__SET TASK__. Give only the count of lines in the records below that contain the string "fence".
:: DATA PROVIDED ::
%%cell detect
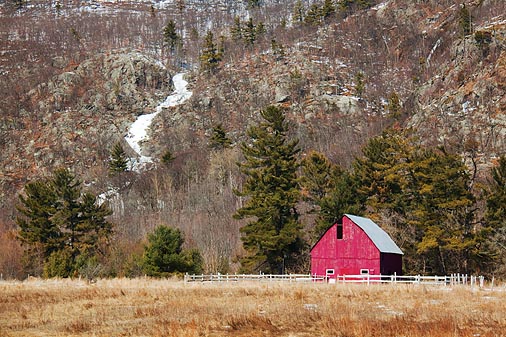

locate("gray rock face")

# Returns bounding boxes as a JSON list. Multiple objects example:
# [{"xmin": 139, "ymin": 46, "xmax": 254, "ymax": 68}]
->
[{"xmin": 0, "ymin": 51, "xmax": 172, "ymax": 185}]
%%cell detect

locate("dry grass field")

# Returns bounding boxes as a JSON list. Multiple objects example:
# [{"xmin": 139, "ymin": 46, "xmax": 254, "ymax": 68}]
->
[{"xmin": 0, "ymin": 279, "xmax": 506, "ymax": 337}]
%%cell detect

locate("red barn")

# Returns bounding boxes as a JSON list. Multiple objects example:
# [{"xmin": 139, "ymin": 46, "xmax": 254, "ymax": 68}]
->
[{"xmin": 311, "ymin": 214, "xmax": 403, "ymax": 278}]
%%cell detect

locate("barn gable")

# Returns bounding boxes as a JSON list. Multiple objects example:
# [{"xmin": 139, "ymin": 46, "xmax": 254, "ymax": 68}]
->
[
  {"xmin": 344, "ymin": 214, "xmax": 404, "ymax": 255},
  {"xmin": 311, "ymin": 214, "xmax": 403, "ymax": 278}
]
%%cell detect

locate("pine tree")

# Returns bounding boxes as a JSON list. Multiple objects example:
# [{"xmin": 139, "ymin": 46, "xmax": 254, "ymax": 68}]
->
[
  {"xmin": 354, "ymin": 71, "xmax": 365, "ymax": 97},
  {"xmin": 234, "ymin": 106, "xmax": 305, "ymax": 273},
  {"xmin": 142, "ymin": 226, "xmax": 202, "ymax": 277},
  {"xmin": 209, "ymin": 123, "xmax": 232, "ymax": 150},
  {"xmin": 163, "ymin": 20, "xmax": 181, "ymax": 53},
  {"xmin": 304, "ymin": 4, "xmax": 322, "ymax": 26},
  {"xmin": 301, "ymin": 152, "xmax": 363, "ymax": 239},
  {"xmin": 162, "ymin": 150, "xmax": 176, "ymax": 166},
  {"xmin": 16, "ymin": 169, "xmax": 112, "ymax": 277},
  {"xmin": 321, "ymin": 0, "xmax": 336, "ymax": 19},
  {"xmin": 292, "ymin": 0, "xmax": 306, "ymax": 25},
  {"xmin": 271, "ymin": 39, "xmax": 285, "ymax": 61},
  {"xmin": 459, "ymin": 4, "xmax": 472, "ymax": 36},
  {"xmin": 243, "ymin": 18, "xmax": 257, "ymax": 46},
  {"xmin": 387, "ymin": 91, "xmax": 401, "ymax": 120},
  {"xmin": 354, "ymin": 130, "xmax": 484, "ymax": 274},
  {"xmin": 255, "ymin": 21, "xmax": 267, "ymax": 40},
  {"xmin": 200, "ymin": 31, "xmax": 222, "ymax": 73},
  {"xmin": 109, "ymin": 142, "xmax": 128, "ymax": 175},
  {"xmin": 230, "ymin": 16, "xmax": 242, "ymax": 41},
  {"xmin": 16, "ymin": 179, "xmax": 64, "ymax": 260}
]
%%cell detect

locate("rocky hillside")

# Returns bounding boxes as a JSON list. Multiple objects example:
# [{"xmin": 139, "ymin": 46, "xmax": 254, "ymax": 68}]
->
[{"xmin": 0, "ymin": 0, "xmax": 506, "ymax": 276}]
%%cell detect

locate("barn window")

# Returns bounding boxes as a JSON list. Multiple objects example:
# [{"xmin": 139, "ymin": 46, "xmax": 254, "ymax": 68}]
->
[{"xmin": 337, "ymin": 222, "xmax": 343, "ymax": 240}]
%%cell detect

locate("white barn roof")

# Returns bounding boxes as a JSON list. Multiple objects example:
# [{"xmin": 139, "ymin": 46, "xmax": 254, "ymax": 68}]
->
[{"xmin": 344, "ymin": 214, "xmax": 404, "ymax": 255}]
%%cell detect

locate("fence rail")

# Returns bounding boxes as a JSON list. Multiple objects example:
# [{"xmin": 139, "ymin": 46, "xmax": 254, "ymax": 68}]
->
[{"xmin": 184, "ymin": 274, "xmax": 484, "ymax": 287}]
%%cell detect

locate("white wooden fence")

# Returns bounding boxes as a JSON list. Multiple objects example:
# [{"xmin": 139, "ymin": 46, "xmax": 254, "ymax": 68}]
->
[{"xmin": 184, "ymin": 274, "xmax": 484, "ymax": 287}]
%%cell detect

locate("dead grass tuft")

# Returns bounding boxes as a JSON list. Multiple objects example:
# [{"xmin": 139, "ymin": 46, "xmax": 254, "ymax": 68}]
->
[{"xmin": 0, "ymin": 279, "xmax": 506, "ymax": 337}]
:::
__PROBLEM SOLUTION__. 2